## start DATA LISTING

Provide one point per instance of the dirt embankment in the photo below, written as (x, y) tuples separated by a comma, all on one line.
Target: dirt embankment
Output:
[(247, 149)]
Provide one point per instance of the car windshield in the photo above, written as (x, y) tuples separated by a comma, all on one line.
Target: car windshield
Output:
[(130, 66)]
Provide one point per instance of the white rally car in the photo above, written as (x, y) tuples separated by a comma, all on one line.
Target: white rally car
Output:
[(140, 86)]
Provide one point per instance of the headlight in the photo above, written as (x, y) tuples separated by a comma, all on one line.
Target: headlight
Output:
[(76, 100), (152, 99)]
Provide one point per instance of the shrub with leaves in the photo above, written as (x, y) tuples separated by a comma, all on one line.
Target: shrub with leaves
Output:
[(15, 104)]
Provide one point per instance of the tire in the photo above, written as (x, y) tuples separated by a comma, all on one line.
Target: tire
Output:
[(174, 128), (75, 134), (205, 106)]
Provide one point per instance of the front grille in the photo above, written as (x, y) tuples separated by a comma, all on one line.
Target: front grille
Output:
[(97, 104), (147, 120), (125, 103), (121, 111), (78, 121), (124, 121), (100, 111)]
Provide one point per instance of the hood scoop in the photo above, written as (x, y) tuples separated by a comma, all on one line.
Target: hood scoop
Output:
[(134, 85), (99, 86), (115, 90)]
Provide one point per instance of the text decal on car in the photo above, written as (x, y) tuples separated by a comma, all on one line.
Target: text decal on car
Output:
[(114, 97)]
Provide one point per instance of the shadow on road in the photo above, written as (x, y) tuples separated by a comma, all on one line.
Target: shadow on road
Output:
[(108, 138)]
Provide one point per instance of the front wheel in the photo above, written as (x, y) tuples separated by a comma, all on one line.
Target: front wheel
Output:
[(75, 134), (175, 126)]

## end DATA LISTING

Put every line of the listing above into a numbered list, leaving out any blank lines.

◆ RESPONSE BELOW:
1. Provide one point per instance of the dirt embankment in the photo below, written as (x, y) tuples separated by a comma, all on one line.
2. Target: dirt embankment
3. Output:
4. [(247, 149)]
5. Provide one point per instance of the car windshield in the photo above, written as (x, y) tuples separated by a comma, all on one line.
6. Target: car windshield
7. Output:
8. [(130, 66)]
9. Provide one point per instance of the white rally car in the photo above, written as (x, y) tuples separated by a comma, all on one line.
10. Target: white rally car
11. Output:
12. [(140, 86)]
13. Provide one point per instance of the headlight in the photo above, written as (x, y) tuples separated by a comma, all on one line.
14. Target: headlight
15. Output:
16. [(76, 100), (152, 99)]
17. Provide one point per instance of the shrub with leaves in the photo above, written as (x, y) tuples separated by a comma, all on one line.
18. Target: shrub with leaves
19. Output:
20. [(15, 104)]
21. Provide one point per instance of the tire in the photo above, written as (x, y) tuples separated by a comma, all on one line.
22. Target: tire
23. Output:
24. [(174, 128), (75, 134), (205, 106)]
25. Provide one point per instance of the front grille in the photo above, written as (x, y) tuples separated by a comma, all on one line.
26. Target: front grille
27. Output:
28. [(97, 104), (147, 120), (125, 103), (121, 111), (78, 121), (124, 121), (100, 111)]
29. Provide one point per instance of the hood scoop in the photo above, written as (x, y) tuples separated by a comma, all on one line.
30. Target: hood scoop
31. Output:
32. [(134, 85), (99, 86), (115, 90)]
33. Provide one point per instance of the text decal on car in the photo above, written as (x, y) tuples separated by a comma, all on one line.
34. Target: text decal on car
35. Output:
36. [(114, 97)]
37. Provide one point per instance of the shadow on road in the photo above, written as (x, y) tuples separated by a comma, all on one line.
38. Target: shadow on road
39. Output:
40. [(108, 138)]
41. Provide one point per instance of the front wheel in the photo above, written as (x, y) tuples separated by a comma, all on one line.
42. Target: front wheel
43. Output:
44. [(75, 134), (175, 126)]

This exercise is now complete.